[[ EXTRACTED RECORDS open ]]

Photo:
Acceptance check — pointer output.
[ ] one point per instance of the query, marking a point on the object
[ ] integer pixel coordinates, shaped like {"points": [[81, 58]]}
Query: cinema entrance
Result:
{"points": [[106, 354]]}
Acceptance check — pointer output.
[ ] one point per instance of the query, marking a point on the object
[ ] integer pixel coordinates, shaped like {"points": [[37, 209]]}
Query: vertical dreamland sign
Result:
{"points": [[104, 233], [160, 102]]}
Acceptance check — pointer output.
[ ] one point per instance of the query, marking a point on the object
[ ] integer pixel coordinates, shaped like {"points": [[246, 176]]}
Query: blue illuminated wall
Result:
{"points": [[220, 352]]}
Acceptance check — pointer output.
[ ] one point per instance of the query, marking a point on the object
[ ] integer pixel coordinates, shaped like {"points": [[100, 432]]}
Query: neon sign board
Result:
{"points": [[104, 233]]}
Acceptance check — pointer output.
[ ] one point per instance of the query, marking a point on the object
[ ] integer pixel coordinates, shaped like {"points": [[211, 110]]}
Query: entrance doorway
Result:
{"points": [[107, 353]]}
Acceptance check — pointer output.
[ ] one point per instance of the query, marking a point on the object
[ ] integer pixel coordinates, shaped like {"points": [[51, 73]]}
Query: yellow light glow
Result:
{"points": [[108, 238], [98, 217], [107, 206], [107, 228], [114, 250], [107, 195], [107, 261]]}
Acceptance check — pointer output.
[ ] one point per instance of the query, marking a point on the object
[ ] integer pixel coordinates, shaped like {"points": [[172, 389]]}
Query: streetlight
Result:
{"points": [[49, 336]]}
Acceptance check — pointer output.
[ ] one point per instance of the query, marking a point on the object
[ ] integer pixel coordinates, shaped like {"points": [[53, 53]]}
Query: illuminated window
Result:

[[ EXTRACTED RECORDS closed ]]

Each record needs to be copied out again, letter for letter.

Photo:
Acceptance check — pointer output.
[ ] one point per instance of the query, marking a point on the object
[ ] integer pixel coordinates, shaped like {"points": [[81, 58]]}
Query: cinema entrance
Result:
{"points": [[106, 354]]}
Acceptance check — pointer output.
[ ] one point per instance of the query, marking a point on the object
[ ] integer pixel coordinates, shaped like {"points": [[37, 209]]}
Query: vertical dreamland sign
Result:
{"points": [[104, 233], [160, 102]]}
Acceptance check — pointer output.
[ ] one point per instance of the query, marking a point on the object
[ ] integer pixel coordinates, shaped like {"points": [[246, 176]]}
Query: blue illuminated wall
Result:
{"points": [[220, 352]]}
Acceptance check — pointer output.
[ ] one point per instance of the query, marking a point on the object
[ ] integer pixel coordinates, shaped like {"points": [[100, 432]]}
Query: neon sign board
Result:
{"points": [[104, 233]]}
Acceptance check — pointer output.
[ ] one point per instance of the query, marking a point on the object
[ ] integer pixel coordinates, shaped like {"points": [[211, 110]]}
Query: entrance doorway
Result:
{"points": [[107, 353]]}
Acceptance check — pointer output.
[ ] one point per instance of the query, marking a point on the object
[ ] integer pixel coordinates, shaped like {"points": [[51, 73]]}
Query: yellow light glow
Result:
{"points": [[108, 238], [98, 217], [107, 206], [107, 228], [114, 250], [107, 195], [107, 261]]}
Acceptance check — pointer output.
[ ] one point per instance of the query, marking a point on the object
[ ] integer pixel coordinates, shaped like {"points": [[172, 389]]}
Query: streetlight
Result:
{"points": [[49, 336]]}
Acceptance check — pointer output.
[ ] one point per instance of the query, marking a point on the object
[ ] integer pixel coordinates, shaped like {"points": [[53, 53]]}
Query: illuminated window
Result:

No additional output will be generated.